◆ YOUR TASK
Copy word for word the part of the piece on no-platforming Ann Coulter that opens with the words containing "The dissenting views" and closes with "one.  Now what?".

◆ PAGE
- - - - - - -
The dissenting views turned up in the comments sections on Reich's Facebook page.  There are several stock responses on part of those who would advocate the no-platforming of Coulter, and they are worth considering.

Objection: "Free Speech means that the government cannot regulate your speech, and cannot punish you for it. It does not mean that you are entitled to a platform for that speech, or money for that speech, or an audience for that speech, or that people will not pelt you with tomatoes when issuing such speech."

Response: This is true, as far as it goes.  But the authority to deny a platform, and the authority to provide one, are ultimately the same.  If UC Berkeley has the right to deny Coulter a platform to speak, they also have the right to grant her one.  It looks like they offered to grant her one.  Now what?
This is a bogus response.  The right of UC Berkeley to choose who to allow to speak is not the issue here.  The kinds of progressives that raise this objection made perfectly clear their respect for UC Berkeley's right to make these kinds of decisions when they rioted and burned half the campus down in reaction to Milo Yiannopoulos's Feb 2 scheduled speech, among others. Entitled and self righteous regressives reserve for themselves and themselves only the right to decide who may or may not speak.  This is a consummately authoritarian mindset.  Recognize it as such.

Objection: "I think it is easy for people who have historically not been impacted by structural violence to say that people who spill vile from their mouths should speak. It would be a very different if Ann Coulter's rhetoric was her own and did not have any real impact on people however that is not the case. The White Nationalist anti-immigrant words that spill from her mouth have been widely supported and have translated to policies that target people based in their race and have over simplified a problem. The things that she is saying are dangerous and have real life very violent consequences for the Undocumented, Mixed Status people who they affect."

Response: I've seen multiple variations of this idea.  They all boil down to the idea that censoring hate speech is a necessary measure to take to protect the rights of the marginalized.  It is based on what is essentially a slippery slope argument. Which is itself a logical fallacy.  Violent and hateful speech leads to violent and hateful actions, especially on part of the privileged against the marginalized, or so we are told.
- - - - - - -
◆ COLLECTED DATA
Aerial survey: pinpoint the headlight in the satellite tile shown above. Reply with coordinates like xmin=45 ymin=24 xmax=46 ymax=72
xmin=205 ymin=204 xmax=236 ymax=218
- - - - - - -
◆ CORRECT ANSWER
The dissenting views turned up in the comments sections on Reich's Facebook page.  There are several stock responses on part of those who would advocate the no-platforming of Coulter, and they are worth considering.

Objection: "Free Speech means that the government cannot regulate your speech, and cannot punish you for it. It does not mean that you are entitled to a platform for that speech, or money for that speech, or an audience for that speech, or that people will not pelt you with tomatoes when issuing such speech."

Response: This is true, as far as it goes.  But the authority to deny a platform, and the authority to provide one, are ultimately the same.  If UC Berkeley has the right to deny Coulter a platform to speak, they also have the right to grant her one.  It looks like they offered to grant her one.  Now what?